# TASKS TO PERFORM:
1) From the Deposit Law abstract, copy out verbatim the part that starts with the words containing "In 2020, the" and ends with "gender-based violence (SGBV).".
2) According to the Deposit Law abstract, why did the Deposit Law harm the lives of asylum seekers for years? Answer in one to three sentences.
3) Answer these questions from the Deposit Law abstract, one per line:
(a) In what year did the Israeli Supreme Court hold the law's provision unconstitutional?
(b) What share of foreign workers' wages did the law require to be paid into a dedicated account?
(c) Which section of the law did the court find unconstitutional?

# GIVEN PASSAGE:
——————————

Published online by Cambridge University Press:  04 October 2024

Jeremy Julian Sarkin*
Affiliation:
Distinguished Research Professor of Law, CEDIS, NOVA School of Law, NOVA University of Lisbon, Lisbon (Portugal); Department of Criminology, University of the Free State, Bloemfontein (South Africa)
Tatiana Morais
Affiliation:
Researcher, CEDIS, NOVA School of Law, NOVA University of Lisbon, Lisbon (Portugal)
*
Corresponding author: Jeremy Julian Sarkin; Email: JSarkin@post.harvard.edu

Abstract

In 2020, the Israeli Supreme Court held section 4 of the Law on Prevention of Infiltration and Ensuring the Departure of Infiltrators from Israel, also known as the Deposit Law, to be unconstitutional. Among other provisions, that law required 36 per cent of the wages of foreign workers to be paid into a dedicated account and returned when the person left the country. For years the Deposit Law had a negative impact on the lives of asylum seekers because of its racialised, gendered, ethnonational and religious impact. Its intersectional impact illustrates cultural, structural and systematic violence, which has been particularly punitive for asylum-seeking women, who are more exposed to sexual and gender-based violence (SGBV).

——————————

# INFORMATION PROVIDED:
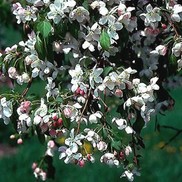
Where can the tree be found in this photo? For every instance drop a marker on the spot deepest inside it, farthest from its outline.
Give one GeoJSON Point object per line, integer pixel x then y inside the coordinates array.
{"type": "Point", "coordinates": [104, 63]}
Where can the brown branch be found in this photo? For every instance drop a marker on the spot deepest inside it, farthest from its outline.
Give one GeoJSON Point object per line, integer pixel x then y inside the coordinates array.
{"type": "Point", "coordinates": [27, 88]}
{"type": "Point", "coordinates": [85, 106]}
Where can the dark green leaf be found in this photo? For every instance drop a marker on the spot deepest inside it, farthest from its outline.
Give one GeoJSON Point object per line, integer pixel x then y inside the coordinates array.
{"type": "Point", "coordinates": [105, 40]}
{"type": "Point", "coordinates": [138, 125]}
{"type": "Point", "coordinates": [66, 121]}
{"type": "Point", "coordinates": [41, 136]}
{"type": "Point", "coordinates": [44, 27]}
{"type": "Point", "coordinates": [39, 46]}
{"type": "Point", "coordinates": [85, 4]}
{"type": "Point", "coordinates": [107, 70]}
{"type": "Point", "coordinates": [50, 168]}
{"type": "Point", "coordinates": [116, 144]}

——————————

# EXPECTED OUTPUTS:
1)
In 2020, the Israeli Supreme Court held section 4 of the Law on Prevention of Infiltration and Ensuring the Departure of Infiltrators from Israel, also known as the Deposit Law, to be unconstitutional. Among other provisions, that law required 36 per cent of the wages of foreign workers to be paid into a dedicated account and returned when the person left the country. For years the Deposit Law had a negative impact on the lives of asylum seekers because of its racialised, gendered, ethnonational and religious impact. Its intersectional impact illustrates cultural, structural and systematic violence, which has been particularly punitive for asylum-seeking women, who are more exposed to sexual and gender-based violence (SGBV).

2) The abstract says the Deposit Law had a negative impact on asylum seekers' lives because its impact was racialised, gendered, ethnonational and religious.

3)
(a) 2020
(b) 36 per cent
(c) Section 4